__Task requirements__. Put the records into a Markdown table with the columns Row and Line, one numbered row per line and blank lines omitted. Begin at the line that contains "like x=174 y=99." and stop after the line that contains "x=139 y=181".

Entries from a dataset:
--- BEGIN ---

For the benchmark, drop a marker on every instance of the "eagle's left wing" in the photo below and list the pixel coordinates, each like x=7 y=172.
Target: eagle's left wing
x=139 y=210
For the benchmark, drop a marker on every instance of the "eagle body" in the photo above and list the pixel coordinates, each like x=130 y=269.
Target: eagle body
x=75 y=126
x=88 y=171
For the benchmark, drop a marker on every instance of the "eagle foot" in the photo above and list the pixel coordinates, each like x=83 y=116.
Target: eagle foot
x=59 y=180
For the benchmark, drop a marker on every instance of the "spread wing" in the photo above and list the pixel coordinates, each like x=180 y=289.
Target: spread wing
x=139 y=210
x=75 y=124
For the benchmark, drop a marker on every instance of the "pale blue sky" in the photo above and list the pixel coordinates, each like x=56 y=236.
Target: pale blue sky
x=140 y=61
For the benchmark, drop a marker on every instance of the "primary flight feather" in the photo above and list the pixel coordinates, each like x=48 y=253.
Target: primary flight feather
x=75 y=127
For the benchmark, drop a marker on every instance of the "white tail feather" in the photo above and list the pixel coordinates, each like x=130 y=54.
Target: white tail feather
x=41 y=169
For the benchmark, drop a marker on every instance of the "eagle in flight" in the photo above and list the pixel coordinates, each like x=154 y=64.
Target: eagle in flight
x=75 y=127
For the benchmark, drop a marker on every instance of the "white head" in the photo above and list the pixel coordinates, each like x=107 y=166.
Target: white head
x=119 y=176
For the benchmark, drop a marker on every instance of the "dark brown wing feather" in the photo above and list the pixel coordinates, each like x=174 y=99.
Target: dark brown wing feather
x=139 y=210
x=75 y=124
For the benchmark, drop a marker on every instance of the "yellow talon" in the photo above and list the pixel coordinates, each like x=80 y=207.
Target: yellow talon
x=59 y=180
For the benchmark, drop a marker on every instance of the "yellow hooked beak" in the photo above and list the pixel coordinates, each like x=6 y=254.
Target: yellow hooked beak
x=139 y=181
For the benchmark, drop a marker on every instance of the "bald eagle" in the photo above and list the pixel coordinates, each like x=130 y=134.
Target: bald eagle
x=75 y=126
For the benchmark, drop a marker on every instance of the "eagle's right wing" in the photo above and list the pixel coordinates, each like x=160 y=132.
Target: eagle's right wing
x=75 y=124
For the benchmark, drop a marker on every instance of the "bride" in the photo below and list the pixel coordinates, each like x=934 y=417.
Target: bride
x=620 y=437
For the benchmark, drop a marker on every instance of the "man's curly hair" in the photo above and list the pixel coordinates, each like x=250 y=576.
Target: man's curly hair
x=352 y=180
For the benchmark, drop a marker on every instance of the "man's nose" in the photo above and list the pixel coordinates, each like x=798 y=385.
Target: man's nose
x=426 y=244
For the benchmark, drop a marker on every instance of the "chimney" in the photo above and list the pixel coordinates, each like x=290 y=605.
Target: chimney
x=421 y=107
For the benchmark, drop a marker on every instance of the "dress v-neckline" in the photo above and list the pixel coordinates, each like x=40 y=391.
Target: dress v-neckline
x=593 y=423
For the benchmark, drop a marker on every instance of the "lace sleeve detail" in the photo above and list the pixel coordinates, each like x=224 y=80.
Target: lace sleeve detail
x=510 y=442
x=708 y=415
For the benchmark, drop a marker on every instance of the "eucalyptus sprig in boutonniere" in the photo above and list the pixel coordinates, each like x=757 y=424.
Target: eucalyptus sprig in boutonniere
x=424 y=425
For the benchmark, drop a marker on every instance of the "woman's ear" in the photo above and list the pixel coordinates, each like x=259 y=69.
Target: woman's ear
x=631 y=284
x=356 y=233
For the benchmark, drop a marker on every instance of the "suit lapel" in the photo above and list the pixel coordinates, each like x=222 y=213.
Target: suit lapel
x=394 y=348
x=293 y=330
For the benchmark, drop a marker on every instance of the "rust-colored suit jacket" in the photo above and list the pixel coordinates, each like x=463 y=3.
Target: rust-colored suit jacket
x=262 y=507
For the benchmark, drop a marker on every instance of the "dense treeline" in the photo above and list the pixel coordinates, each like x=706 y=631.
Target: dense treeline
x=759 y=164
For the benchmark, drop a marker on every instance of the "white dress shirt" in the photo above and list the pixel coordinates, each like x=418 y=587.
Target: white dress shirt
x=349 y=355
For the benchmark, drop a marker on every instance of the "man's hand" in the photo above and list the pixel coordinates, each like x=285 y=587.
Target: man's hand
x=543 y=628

--- END ---

__Response to this exercise__.
| Row | Line |
|---|---|
| 1 | For the benchmark, drop a marker on every instance of the "dark brown wing feather" in the photo above and list the pixel coordinates, each like x=174 y=99. |
| 2 | Target: dark brown wing feather |
| 3 | x=139 y=210 |
| 4 | x=75 y=124 |
| 5 | For the benchmark, drop a marker on every instance of the "yellow talon" in the photo above and list the pixel coordinates, each like x=80 y=207. |
| 6 | Target: yellow talon |
| 7 | x=59 y=180 |
| 8 | For the benchmark, drop a marker on every instance of the "yellow hooked beak" in the photo above and list the pixel coordinates, each like x=6 y=254. |
| 9 | Target: yellow hooked beak |
| 10 | x=139 y=181 |